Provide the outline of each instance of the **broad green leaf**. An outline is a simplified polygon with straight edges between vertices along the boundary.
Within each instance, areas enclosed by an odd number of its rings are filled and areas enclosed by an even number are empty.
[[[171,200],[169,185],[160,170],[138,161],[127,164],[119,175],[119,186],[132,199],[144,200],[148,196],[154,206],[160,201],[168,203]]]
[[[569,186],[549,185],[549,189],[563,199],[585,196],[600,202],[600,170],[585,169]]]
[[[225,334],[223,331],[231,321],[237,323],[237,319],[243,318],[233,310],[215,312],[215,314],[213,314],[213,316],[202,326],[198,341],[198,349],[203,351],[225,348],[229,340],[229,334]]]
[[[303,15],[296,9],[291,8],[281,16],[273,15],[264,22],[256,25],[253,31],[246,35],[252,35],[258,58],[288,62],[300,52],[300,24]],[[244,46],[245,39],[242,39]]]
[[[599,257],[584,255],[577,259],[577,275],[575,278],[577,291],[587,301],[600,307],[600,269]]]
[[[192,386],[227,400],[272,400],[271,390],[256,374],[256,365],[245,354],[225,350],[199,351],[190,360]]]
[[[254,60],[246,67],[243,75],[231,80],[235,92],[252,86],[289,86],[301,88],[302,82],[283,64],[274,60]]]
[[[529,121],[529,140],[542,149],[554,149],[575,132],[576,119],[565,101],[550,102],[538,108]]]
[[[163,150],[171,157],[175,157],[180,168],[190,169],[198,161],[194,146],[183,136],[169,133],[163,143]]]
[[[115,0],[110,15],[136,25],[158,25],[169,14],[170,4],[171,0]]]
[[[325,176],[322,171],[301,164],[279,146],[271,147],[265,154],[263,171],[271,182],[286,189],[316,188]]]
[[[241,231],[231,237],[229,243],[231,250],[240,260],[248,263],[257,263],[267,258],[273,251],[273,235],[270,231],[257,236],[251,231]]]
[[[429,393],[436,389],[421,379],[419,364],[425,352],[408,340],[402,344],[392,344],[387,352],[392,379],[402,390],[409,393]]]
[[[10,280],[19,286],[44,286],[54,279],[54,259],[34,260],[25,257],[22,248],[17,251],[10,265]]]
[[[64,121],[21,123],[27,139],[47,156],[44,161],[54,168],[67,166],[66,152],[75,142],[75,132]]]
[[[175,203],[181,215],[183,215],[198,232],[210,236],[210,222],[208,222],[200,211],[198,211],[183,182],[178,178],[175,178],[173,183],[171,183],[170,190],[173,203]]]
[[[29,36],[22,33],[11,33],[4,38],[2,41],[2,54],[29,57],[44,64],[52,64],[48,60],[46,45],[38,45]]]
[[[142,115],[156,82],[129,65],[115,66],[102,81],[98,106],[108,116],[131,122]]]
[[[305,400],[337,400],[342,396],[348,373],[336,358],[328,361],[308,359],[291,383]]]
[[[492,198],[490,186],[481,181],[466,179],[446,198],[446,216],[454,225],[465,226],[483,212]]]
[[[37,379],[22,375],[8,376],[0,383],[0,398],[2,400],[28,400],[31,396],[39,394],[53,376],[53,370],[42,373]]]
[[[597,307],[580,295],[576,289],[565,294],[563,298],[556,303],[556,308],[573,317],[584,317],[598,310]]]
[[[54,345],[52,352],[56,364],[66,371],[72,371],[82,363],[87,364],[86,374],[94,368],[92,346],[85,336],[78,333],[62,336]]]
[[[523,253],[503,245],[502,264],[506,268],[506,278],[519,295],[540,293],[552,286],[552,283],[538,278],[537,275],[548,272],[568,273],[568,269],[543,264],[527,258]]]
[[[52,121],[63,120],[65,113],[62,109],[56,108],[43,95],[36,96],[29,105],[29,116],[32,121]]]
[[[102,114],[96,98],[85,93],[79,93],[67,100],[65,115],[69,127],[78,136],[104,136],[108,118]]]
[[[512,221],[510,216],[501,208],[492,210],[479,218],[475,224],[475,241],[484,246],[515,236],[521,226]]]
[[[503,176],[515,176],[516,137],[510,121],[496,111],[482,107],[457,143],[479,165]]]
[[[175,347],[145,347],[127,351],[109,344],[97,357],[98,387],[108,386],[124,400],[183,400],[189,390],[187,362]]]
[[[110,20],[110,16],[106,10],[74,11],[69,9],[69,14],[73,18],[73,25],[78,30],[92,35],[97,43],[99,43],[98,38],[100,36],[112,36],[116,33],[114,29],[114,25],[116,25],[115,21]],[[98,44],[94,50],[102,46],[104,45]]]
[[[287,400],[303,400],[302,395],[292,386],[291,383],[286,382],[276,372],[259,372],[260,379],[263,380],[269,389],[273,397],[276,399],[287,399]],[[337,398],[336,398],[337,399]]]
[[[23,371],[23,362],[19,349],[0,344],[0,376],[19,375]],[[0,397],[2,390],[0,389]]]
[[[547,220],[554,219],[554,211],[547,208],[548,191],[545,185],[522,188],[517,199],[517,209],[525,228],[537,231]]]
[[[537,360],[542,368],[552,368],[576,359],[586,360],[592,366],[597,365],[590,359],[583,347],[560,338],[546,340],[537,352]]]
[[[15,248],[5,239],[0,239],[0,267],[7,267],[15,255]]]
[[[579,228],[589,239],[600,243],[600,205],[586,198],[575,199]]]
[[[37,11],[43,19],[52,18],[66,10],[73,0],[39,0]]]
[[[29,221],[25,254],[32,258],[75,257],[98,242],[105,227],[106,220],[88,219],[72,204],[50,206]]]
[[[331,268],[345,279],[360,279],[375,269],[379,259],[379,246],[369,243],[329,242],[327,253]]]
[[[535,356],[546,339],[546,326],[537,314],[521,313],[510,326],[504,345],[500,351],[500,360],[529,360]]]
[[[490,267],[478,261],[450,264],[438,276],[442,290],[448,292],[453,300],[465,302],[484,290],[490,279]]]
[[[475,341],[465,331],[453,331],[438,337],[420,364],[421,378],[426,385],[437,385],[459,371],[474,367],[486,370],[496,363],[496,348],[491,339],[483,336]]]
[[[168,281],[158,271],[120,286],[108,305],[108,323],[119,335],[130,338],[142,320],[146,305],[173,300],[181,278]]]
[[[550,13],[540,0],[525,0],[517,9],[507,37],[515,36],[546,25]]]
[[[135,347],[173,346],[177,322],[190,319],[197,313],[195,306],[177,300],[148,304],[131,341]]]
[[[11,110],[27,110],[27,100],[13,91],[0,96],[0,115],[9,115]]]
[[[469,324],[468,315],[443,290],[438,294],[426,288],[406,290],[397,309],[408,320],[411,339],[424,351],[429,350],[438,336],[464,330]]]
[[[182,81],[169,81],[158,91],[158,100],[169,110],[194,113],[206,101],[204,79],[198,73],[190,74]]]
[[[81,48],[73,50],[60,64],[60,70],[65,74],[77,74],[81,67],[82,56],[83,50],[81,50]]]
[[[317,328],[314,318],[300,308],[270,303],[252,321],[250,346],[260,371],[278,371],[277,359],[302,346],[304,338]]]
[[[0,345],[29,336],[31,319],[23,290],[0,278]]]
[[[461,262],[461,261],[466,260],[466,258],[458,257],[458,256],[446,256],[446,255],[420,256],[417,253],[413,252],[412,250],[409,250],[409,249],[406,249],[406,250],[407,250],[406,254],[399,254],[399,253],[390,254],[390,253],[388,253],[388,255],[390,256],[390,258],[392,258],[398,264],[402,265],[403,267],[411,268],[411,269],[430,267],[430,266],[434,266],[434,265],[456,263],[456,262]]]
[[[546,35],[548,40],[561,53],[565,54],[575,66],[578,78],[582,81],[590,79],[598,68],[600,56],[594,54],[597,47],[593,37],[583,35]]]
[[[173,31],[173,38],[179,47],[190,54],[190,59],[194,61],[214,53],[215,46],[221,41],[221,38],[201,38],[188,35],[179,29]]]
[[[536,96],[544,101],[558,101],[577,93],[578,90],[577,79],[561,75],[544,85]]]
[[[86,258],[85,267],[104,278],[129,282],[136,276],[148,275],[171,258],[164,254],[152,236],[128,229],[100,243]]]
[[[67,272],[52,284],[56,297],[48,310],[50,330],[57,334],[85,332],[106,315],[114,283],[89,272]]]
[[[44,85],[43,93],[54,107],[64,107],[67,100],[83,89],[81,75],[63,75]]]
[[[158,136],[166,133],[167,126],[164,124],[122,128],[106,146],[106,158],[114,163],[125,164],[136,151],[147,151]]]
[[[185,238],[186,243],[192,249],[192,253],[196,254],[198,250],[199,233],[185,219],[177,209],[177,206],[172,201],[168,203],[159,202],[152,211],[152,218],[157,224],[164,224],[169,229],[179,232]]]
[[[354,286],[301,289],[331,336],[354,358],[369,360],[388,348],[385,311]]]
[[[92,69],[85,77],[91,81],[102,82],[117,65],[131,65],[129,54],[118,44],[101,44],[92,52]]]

• **Activity**: Which lines hold the word "instance"? Copy each of them from the records.

• **Response area**:
Provide the outline of each instance of the **broad green leaf**. An outline is a simplified polygon with straight edges between vertices along the boundary.
Within each instance, areas enclosed by an odd number of its rings are filled and areas enclosed by an even number are empty.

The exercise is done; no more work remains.